When referring to actor Errol Flynn, Warner Brothers studio head, Jack L. Warner, noted in his autobiography, My First Hundred Years in Hollywood, "To the Walter Mittys of the world he [Flynn] was all the heroes in one magnificent, sexy, animal package."

In the song "Sex & Drugs & Rock & Roll", Ian Dury refers to the clothes of Mr. Walter Mitty as a better alternative to wearing grey, citing the character as an example of the unconventional.

In the December 2, 1963 edition of Newsweek Magazine (and later published as a slim book), Washington Post Editor Ben Bradlee recalled his friend John F. Kennedy in a column and described his, "Walter Mitty streak, as wide as his smile" citing Kennedy on the golf course when he played well as embodying Arnold Palmer's power or Julius Boros' finesse.

§ **Dataset excerpt**:
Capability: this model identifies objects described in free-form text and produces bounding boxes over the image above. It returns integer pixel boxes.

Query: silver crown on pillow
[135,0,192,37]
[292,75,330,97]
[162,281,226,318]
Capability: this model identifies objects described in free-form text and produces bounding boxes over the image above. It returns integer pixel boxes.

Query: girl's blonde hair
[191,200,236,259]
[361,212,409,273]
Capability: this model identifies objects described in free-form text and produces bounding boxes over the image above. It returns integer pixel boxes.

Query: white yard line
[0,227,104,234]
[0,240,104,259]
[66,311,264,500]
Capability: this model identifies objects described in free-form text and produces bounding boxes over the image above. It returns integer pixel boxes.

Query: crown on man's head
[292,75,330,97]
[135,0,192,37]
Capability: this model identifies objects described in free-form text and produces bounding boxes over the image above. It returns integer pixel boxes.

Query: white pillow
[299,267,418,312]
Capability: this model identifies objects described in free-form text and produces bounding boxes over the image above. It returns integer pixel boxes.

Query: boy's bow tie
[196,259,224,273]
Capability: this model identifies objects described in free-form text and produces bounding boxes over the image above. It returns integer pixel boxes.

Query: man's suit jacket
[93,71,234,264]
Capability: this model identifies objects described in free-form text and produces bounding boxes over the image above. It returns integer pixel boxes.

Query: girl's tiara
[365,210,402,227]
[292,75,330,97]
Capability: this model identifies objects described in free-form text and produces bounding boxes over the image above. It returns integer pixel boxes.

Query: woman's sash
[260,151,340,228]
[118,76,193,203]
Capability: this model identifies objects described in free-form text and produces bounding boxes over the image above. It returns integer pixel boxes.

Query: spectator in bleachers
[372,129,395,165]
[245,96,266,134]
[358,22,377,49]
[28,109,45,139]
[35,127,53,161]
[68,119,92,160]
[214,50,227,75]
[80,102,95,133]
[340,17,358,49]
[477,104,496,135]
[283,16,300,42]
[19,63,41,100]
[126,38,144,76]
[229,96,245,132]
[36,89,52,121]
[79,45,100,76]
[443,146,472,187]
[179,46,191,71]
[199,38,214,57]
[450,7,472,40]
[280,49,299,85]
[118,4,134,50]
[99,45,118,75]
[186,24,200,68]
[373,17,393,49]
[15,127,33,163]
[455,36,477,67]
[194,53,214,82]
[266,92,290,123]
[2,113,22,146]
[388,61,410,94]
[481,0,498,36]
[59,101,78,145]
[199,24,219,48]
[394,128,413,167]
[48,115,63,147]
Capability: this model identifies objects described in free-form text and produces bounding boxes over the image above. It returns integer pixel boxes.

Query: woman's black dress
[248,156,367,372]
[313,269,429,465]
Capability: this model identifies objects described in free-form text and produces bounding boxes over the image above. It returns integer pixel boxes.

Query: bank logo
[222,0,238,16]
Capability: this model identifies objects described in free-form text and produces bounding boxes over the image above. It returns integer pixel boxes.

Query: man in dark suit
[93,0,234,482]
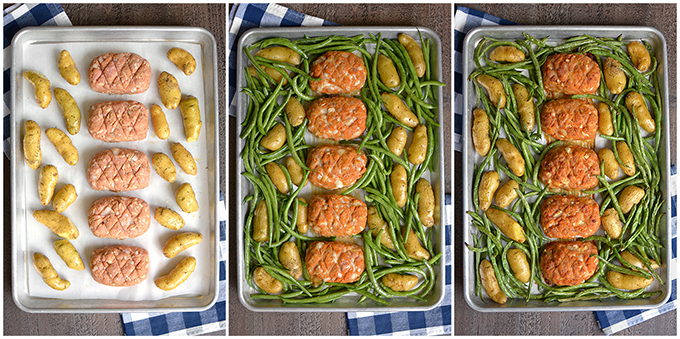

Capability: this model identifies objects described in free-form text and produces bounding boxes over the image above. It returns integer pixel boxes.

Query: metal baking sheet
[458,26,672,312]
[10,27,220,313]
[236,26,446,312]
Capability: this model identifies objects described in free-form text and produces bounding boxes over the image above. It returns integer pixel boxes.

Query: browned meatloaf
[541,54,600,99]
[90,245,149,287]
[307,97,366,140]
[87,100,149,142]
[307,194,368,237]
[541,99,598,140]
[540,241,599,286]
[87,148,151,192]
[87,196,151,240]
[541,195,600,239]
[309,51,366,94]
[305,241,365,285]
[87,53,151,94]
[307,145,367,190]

§ **Task instructions**: Duplicate the part of the Walter Mitty text that begins with the words containing "In the December" and ends with "Julius Boros' finesse.". The data above is separate material and has no connection to the Walter Mitty text.

§ **Answer in full**:
In the December 2, 1963 edition of Newsweek Magazine (and later published as a slim book), Washington Post Editor Ben Bradlee recalled his friend John F. Kennedy in a column and described his, "Walter Mitty streak, as wide as his smile" citing Kennedy on the golf course when he played well as embodying Arnold Palmer's power or Julius Boros' finesse.